━━ SOURCE RECORDS

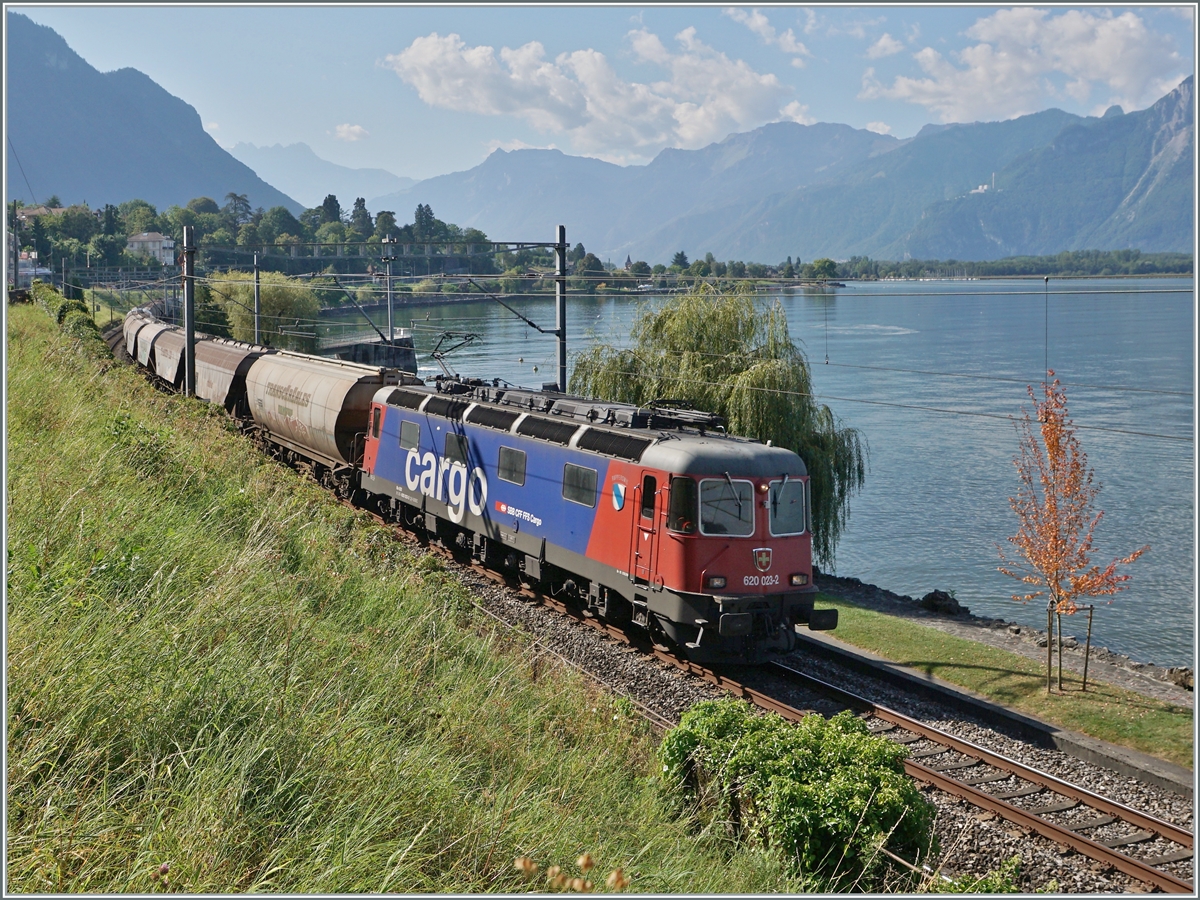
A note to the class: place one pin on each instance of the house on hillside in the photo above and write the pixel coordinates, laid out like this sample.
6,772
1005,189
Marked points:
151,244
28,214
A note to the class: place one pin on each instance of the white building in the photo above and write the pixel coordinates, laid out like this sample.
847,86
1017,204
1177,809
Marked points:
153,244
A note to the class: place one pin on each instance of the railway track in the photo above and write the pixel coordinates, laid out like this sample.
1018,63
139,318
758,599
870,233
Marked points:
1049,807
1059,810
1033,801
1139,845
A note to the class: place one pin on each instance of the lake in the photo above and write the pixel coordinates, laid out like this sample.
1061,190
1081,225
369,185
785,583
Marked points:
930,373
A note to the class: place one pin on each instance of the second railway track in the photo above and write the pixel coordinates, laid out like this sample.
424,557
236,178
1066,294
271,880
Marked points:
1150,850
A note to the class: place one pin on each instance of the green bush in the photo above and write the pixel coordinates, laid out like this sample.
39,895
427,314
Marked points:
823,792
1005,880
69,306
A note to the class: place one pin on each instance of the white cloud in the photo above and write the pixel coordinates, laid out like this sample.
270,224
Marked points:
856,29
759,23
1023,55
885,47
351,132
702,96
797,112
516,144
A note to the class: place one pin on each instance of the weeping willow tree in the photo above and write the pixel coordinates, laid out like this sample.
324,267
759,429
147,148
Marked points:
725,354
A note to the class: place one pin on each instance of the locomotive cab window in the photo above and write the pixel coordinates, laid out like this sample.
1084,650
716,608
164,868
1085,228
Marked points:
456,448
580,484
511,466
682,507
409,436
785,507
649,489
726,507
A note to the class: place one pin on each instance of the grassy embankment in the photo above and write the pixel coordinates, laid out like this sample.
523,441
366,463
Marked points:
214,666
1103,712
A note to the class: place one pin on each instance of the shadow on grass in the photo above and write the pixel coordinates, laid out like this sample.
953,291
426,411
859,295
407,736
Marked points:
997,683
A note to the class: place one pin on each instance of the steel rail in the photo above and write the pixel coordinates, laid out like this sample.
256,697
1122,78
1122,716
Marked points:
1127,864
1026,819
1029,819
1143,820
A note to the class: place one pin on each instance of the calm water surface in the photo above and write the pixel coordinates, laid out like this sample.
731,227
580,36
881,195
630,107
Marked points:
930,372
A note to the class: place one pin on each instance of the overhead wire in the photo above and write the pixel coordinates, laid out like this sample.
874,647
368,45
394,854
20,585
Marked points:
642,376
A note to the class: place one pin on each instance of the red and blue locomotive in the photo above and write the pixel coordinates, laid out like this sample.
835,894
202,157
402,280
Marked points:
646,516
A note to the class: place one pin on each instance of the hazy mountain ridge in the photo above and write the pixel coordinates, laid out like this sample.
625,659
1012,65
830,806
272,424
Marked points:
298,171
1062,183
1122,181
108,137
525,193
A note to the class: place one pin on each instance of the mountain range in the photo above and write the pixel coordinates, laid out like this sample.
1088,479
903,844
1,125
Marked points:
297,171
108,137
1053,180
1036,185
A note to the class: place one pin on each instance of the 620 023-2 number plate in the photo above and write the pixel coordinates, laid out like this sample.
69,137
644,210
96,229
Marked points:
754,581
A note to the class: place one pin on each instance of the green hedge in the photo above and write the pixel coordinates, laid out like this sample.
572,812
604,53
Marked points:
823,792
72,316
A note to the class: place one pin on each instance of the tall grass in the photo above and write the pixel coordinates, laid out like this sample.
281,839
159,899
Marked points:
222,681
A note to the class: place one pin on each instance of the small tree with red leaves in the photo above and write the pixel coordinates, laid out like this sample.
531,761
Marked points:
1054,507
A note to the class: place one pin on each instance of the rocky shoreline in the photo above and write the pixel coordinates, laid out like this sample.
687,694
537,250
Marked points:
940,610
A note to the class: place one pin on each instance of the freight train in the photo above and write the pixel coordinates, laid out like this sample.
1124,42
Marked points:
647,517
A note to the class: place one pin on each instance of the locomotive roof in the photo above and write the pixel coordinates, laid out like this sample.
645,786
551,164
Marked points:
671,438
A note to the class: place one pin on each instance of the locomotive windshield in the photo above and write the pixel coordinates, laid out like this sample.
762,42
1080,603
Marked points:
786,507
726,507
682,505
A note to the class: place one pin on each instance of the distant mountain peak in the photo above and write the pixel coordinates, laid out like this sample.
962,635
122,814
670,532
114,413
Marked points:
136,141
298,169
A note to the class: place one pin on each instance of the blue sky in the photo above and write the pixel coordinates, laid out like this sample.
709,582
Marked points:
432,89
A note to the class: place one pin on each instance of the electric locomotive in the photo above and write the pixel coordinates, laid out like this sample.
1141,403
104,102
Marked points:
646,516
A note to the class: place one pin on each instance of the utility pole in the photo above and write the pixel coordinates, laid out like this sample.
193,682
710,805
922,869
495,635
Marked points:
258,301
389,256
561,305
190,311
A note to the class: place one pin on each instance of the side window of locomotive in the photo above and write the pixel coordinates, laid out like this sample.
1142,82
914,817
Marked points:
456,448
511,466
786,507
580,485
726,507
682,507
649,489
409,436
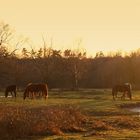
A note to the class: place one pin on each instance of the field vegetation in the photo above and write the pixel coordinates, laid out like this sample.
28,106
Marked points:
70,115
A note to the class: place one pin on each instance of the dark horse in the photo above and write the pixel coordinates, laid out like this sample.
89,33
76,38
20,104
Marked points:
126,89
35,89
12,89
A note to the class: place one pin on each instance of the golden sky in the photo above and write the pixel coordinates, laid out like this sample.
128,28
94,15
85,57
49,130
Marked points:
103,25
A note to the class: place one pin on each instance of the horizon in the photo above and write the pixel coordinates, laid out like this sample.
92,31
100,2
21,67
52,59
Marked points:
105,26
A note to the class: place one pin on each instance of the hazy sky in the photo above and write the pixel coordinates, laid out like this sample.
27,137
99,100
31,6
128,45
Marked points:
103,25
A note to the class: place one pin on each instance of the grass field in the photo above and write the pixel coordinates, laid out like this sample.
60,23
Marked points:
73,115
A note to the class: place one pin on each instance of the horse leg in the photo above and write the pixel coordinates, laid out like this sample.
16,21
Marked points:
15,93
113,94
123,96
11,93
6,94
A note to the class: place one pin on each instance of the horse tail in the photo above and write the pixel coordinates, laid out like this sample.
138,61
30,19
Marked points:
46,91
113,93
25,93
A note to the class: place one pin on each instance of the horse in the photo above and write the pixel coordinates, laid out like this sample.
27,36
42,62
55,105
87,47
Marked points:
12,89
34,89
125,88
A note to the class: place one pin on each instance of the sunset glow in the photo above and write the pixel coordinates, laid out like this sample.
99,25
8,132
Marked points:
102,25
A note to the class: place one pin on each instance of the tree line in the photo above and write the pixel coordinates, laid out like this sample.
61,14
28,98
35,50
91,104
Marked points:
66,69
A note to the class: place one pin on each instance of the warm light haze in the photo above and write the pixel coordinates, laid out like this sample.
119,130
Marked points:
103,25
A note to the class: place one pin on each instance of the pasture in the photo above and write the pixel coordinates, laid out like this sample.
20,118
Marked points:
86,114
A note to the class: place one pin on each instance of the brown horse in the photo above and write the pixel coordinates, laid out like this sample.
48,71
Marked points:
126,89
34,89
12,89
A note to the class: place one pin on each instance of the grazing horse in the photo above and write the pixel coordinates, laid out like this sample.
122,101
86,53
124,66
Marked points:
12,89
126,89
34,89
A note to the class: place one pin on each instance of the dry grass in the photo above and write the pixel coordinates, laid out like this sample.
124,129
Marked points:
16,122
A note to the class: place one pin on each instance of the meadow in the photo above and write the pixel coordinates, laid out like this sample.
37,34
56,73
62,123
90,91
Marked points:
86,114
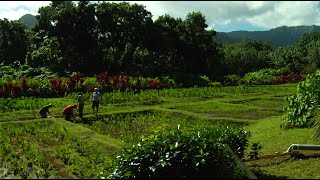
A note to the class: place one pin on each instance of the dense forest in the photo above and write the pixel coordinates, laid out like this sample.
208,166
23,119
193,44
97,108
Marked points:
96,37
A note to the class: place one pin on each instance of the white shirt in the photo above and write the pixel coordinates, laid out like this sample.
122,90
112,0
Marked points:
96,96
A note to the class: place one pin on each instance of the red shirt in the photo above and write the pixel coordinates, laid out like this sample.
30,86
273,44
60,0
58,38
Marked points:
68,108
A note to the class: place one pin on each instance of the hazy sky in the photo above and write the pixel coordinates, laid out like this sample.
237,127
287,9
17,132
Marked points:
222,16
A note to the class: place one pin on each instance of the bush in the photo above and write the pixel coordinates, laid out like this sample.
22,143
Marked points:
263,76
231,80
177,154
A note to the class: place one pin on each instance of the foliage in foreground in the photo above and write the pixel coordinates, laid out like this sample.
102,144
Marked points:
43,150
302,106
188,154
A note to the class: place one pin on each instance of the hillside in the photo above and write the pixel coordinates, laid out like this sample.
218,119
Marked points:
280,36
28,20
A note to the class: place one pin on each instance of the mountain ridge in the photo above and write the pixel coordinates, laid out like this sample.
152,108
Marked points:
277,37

━━━━

EXERCISE OBJECTIVE — Leaving out every picture, extract verbatim the lines from the one containing "of the grazing" through the last line of the listing, inclusive.

SOLUTION FOR THIS EXERCISE —
A note to the class: place one pin on each instance of the grazing horse in the photo above and write the pixel coordinates, laid out like this sample.
122,101
86,53
124,66
Marked points:
12,89
126,89
34,89
A note to the class: place one pin on each instance of the dry grass in the photo above and write the pixel coordinates, laid out like this sample.
124,129
Marked points:
16,122
A note to the class: place one pin on each instance of the meadow in the photo above and write the pixel coordinates, laid out like this sample.
37,34
56,73
62,123
90,91
Marked points:
86,114
A note to the class: place one pin on each instance of the dense forest in the photo above and write the pixel coordinates, laid out like this sample.
208,166
23,119
193,44
97,108
Marked points:
96,37
A note to the class: place one pin on each instance of the white shirt in the photo above and write the pixel coordinates, laid out like this sample.
122,90
112,0
Marked points:
96,96
A note to the class: place one pin on each instance of the red shirt in the photo above and write the pixel coordinates, laid out like this sample.
30,86
273,44
60,0
58,38
Marked points:
68,108
A note to the class: place one pin on each instance of the hazy sky in the photo above and write the pixel coordinates, laid out like this sample.
237,127
287,9
17,132
Marked points:
222,16
A note to the class: place one pin on each instance of the bush in the photo above and write the pixel coordinates, laid out like this sample.
22,143
Marked points:
263,76
231,80
177,154
A note to the class: place one pin on each instance of the foliage in foreground in the photo above and write the pixel coordinates, laid out like this sample.
102,144
Marked points:
43,150
302,106
188,154
A note to the class: place one pin on each instance of the hillside in the photo above and write the pixel coordinates, laid out like this sample.
218,119
Marked points:
280,36
28,20
A note to the class: place one pin on each instance of the mountain ridge in the photo above and write the pixel coordinates, laid out like this sample.
152,108
Marked points:
277,37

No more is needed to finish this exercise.